● Belge bölümü
►
Usulüne uygun verilmiş önleme araması kararı olduğunda; bu kararın kapsamına, şartlarına ve süresine uygun olarak arama yapıldığı, her ne kadar o an önleme maksadını taşımasa da, bir suçun işlendiği izlenimini veren eylemin işlendiğinin idari kolluk tarafından görülmesi üzerine, önleme araması yaparak suça, delile ve failine ulaşıldığında, bu andan itibaren suç kolluğunun devreye gireceği, idari ve adli kolluk faaliyetlerinin birbirine karışabileceği, aynı şekilde önleyici ve adli aramalar arasında da ince bir çizginin olduğu, bu iki aramaya konu olabilecek eylemin iç içe geçebileceği veya birbirine yakınlaşabileceği, bu durumda adli arama yerine önleyici kolluk aramasının yapılmasının doğrudan bu aramayı ve ulaşılan sonucu hukuka aykırı hale getirmeyeceği ileri sürülebilir.
◄
● Görev yönergesi
Önleme araması hakkındaki metnin "Usulüne uygun verilmiş" ifadesinden başlayıp "getirmeyeceği ileri sürülebilir." ifadesine kadar olan kısmını, bu son ifade de dahil olmak üzere, hiçbir değişiklik yapmadan yazın.

● Gösterilen bilgiler
►
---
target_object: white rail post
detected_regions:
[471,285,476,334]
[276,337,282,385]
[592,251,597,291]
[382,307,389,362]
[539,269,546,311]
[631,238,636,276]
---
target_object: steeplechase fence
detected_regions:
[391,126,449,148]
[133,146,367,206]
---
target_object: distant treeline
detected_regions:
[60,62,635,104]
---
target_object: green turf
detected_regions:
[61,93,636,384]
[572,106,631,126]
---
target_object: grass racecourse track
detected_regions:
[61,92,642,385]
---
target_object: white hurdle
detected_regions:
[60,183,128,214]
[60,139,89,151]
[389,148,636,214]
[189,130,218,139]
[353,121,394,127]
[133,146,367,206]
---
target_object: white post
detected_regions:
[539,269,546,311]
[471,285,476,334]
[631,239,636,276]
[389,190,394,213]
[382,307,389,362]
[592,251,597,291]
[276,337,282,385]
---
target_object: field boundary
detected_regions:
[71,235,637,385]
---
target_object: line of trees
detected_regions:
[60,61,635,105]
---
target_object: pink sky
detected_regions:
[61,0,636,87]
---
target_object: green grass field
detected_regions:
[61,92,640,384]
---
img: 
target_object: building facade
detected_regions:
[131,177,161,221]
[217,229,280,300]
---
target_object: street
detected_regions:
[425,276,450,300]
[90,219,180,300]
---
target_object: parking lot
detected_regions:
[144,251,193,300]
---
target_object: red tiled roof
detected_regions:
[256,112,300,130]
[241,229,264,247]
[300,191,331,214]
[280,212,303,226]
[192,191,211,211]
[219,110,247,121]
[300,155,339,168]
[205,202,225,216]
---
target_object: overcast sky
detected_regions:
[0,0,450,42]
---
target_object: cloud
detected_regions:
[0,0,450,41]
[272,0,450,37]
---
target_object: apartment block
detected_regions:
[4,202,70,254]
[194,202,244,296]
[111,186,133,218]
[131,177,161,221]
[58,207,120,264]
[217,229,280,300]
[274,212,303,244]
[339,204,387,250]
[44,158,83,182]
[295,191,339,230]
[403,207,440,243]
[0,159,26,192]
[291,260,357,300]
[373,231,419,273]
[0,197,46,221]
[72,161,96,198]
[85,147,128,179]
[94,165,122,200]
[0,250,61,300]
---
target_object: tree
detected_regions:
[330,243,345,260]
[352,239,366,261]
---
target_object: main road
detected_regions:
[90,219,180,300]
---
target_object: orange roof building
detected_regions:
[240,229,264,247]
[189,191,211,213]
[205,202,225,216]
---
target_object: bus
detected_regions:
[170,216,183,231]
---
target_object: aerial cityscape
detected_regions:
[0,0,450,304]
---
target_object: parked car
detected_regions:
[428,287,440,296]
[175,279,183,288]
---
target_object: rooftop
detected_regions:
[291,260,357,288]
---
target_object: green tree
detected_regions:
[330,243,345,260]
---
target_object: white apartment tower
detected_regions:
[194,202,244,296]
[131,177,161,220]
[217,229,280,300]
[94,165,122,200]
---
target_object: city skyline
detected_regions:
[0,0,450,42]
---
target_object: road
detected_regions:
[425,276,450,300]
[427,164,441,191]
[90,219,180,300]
◄
● Eksiksiz çıktı
Usulüne uygun verilmiş önleme araması kararı olduğunda; bu kararın kapsamına, şartlarına ve süresine uygun olarak arama yapıldığı, her ne kadar o an önleme maksadını taşımasa da, bir suçun işlendiği izlenimini veren eylemin işlendiğinin idari kolluk tarafından görülmesi üzerine, önleme araması yaparak suça, delile ve failine ulaşıldığında, bu andan itibaren suç kolluğunun devreye gireceği, idari ve adli kolluk faaliyetlerinin birbirine karışabileceği, aynı şekilde önleyici ve adli aramalar arasında da ince bir çizginin olduğu, bu iki aramaya konu olabilecek eylemin iç içe geçebileceği veya birbirine yakınlaşabileceği, bu durumda adli arama yerine önleyici kolluk aramasının yapılmasının doğrudan bu aramayı ve ulaşılan sonucu hukuka aykırı hale getirmeyeceği ileri sürülebilir.